BEGIN Records for this task
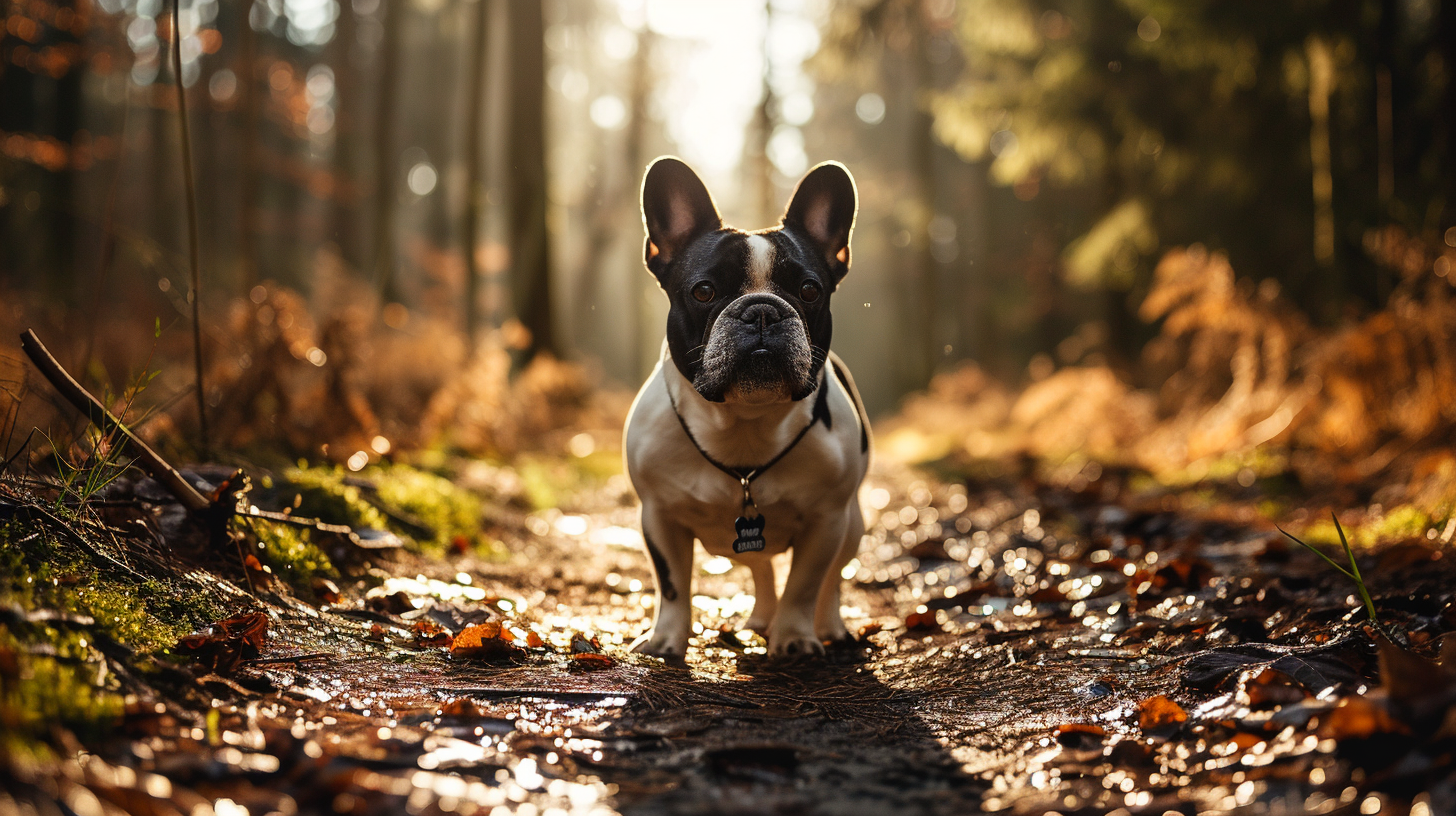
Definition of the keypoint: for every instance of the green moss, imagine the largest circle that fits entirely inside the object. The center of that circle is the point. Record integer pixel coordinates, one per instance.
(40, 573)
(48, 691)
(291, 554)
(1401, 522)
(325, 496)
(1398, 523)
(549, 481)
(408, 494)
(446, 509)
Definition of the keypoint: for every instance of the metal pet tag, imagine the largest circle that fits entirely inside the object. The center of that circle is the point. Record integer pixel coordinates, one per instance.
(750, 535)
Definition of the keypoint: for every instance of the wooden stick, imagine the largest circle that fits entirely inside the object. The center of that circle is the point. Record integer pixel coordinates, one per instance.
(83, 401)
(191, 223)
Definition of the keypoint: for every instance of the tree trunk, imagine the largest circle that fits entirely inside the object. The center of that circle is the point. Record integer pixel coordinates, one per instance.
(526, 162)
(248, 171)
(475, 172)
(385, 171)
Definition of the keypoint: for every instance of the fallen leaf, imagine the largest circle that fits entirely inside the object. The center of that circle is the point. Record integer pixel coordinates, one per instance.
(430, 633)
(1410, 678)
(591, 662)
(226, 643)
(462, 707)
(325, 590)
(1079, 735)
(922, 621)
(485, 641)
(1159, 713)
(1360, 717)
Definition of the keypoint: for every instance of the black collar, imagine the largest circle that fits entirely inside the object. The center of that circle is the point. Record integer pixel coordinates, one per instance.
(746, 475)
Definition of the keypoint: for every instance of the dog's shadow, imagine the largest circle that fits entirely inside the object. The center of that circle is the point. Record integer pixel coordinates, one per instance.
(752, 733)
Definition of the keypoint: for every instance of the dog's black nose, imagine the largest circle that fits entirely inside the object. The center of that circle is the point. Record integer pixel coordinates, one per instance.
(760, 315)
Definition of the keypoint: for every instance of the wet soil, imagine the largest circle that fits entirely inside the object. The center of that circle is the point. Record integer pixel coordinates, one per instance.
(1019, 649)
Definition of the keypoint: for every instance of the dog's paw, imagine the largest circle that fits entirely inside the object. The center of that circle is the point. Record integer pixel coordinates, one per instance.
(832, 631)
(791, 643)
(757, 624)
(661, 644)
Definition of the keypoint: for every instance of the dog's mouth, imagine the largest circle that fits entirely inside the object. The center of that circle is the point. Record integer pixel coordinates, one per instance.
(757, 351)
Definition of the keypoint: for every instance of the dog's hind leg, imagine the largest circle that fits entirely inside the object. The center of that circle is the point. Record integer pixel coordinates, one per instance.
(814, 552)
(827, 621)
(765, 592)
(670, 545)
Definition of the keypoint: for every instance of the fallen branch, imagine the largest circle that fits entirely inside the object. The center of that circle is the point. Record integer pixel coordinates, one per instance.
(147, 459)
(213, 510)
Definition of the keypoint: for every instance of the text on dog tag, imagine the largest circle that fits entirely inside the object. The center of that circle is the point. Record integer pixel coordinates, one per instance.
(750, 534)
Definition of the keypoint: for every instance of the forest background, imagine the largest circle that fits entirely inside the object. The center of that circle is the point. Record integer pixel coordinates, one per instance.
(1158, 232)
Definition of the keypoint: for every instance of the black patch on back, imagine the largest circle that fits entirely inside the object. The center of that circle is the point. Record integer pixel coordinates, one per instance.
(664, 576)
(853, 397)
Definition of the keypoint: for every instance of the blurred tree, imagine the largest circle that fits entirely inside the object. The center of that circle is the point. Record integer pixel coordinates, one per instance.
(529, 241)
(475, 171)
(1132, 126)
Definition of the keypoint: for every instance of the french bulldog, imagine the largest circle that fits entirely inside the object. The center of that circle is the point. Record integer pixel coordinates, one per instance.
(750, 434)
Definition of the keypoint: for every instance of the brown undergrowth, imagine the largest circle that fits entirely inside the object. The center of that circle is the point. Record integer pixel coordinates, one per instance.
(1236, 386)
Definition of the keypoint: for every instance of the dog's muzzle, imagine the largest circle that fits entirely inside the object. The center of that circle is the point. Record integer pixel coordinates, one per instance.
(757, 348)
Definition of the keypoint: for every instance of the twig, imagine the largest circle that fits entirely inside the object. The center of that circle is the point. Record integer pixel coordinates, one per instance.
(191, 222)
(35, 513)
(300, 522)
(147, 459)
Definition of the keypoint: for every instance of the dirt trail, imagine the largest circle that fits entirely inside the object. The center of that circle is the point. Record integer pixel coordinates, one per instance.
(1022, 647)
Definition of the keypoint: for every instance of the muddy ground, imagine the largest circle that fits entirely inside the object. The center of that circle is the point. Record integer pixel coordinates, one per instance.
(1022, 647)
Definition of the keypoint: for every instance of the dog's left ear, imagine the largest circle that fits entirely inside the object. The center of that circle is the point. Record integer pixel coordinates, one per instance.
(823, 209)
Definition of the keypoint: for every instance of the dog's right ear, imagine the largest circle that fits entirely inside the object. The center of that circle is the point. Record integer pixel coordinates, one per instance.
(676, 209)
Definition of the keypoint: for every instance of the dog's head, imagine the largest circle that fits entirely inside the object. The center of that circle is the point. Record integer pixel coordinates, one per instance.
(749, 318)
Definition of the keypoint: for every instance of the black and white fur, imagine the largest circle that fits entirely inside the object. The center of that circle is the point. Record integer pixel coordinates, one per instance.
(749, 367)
END Records for this task
BEGIN Records for this task
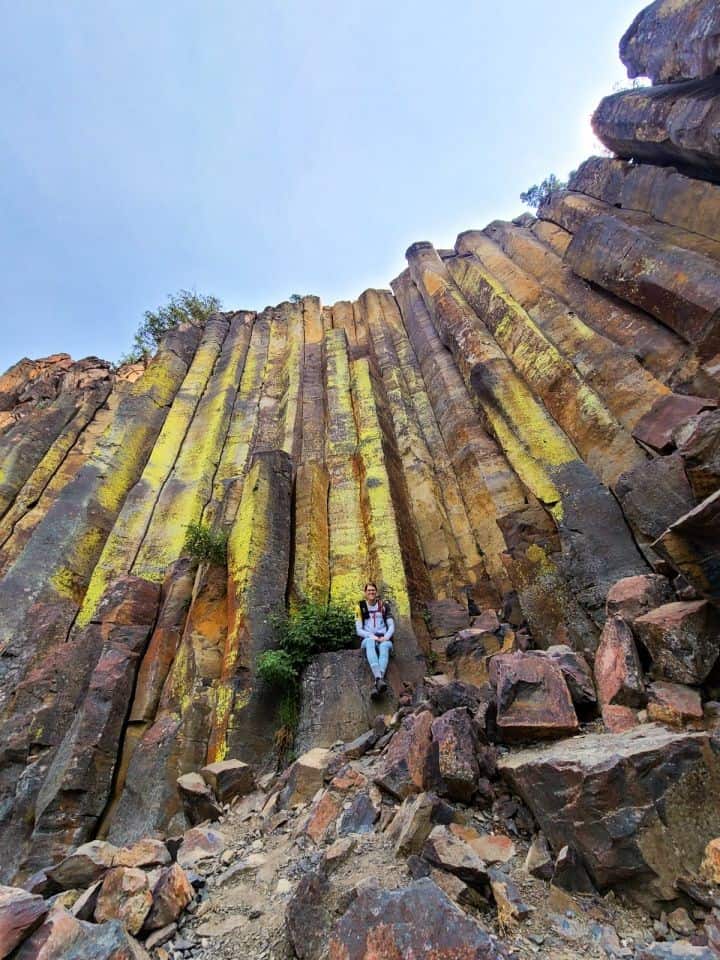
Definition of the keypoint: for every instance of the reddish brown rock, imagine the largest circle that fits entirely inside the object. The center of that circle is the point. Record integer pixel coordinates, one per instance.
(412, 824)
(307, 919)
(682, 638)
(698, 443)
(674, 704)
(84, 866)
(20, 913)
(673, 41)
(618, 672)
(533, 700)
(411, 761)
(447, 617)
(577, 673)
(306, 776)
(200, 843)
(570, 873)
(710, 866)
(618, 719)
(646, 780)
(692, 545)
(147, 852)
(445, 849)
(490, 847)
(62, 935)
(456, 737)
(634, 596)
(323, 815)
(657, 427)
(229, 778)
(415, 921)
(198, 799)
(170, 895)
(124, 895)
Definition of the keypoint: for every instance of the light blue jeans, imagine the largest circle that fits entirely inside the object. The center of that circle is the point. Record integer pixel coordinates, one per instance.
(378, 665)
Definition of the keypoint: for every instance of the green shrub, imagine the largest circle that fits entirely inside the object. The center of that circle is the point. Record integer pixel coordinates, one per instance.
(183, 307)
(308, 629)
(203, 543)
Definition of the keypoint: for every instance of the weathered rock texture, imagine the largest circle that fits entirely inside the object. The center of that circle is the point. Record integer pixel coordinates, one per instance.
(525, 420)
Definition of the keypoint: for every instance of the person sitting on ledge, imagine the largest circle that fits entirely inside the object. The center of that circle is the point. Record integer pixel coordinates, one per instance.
END Records for this task
BEGIN Records for this task
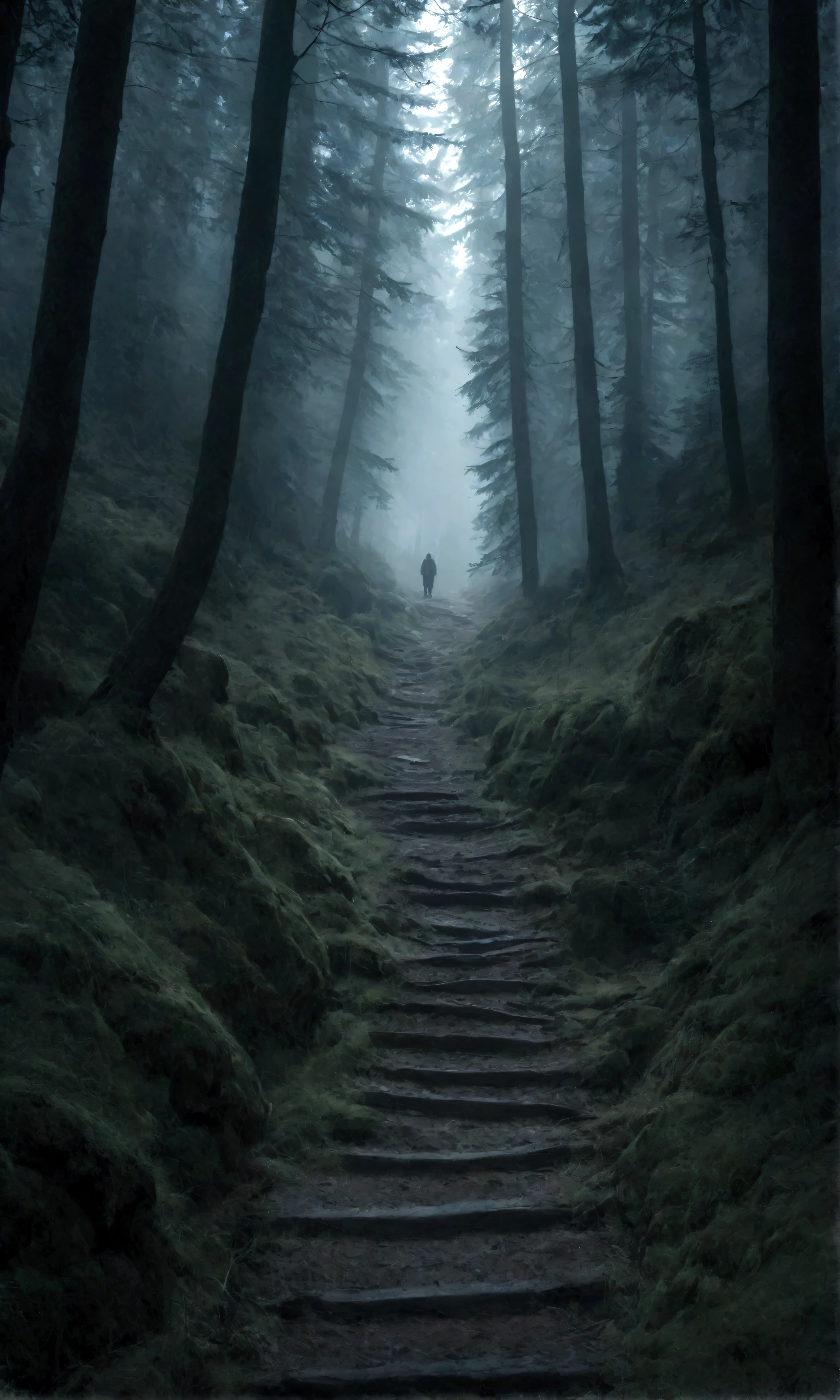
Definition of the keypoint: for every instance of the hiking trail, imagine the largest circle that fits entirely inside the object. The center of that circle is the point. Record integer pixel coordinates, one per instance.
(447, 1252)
END Records for this task
=== Assignment ===
Starting at the line above that contains "Definition of the keypoint: for every instance of the light", write out each line exactly until the line that contains "Definition of the keypoint: for every instance of the person" has been written, and stop there.

=== Answer to this task ===
Definition of the keypoint: for every instance of the light blue jeans, imagine the largest circle that fits entirely inside the object. The center of that circle is the point. Record integer pixel coordinates, one per instance.
(378, 665)
Definition of the keypoint: for every instance of the green shrub, imagine the largest circle that fits entirely inside the object. The center of that circle is the point. Record integer pixel coordinates, one per instance.
(183, 307)
(308, 629)
(203, 543)
Definition of the keypoint: for every instance of the weathered rock texture, imagine the largest circle that fits entirely inside the object. The center of that circle is the point. Record integer pixel coordinates, one per instance.
(525, 420)
Definition of the keypoint: for every instance of the person sitting on ledge, imagine the largest circle that fits entirely inside the object. The center of that circle is the point. Record integer pixel coordinates, one per instance.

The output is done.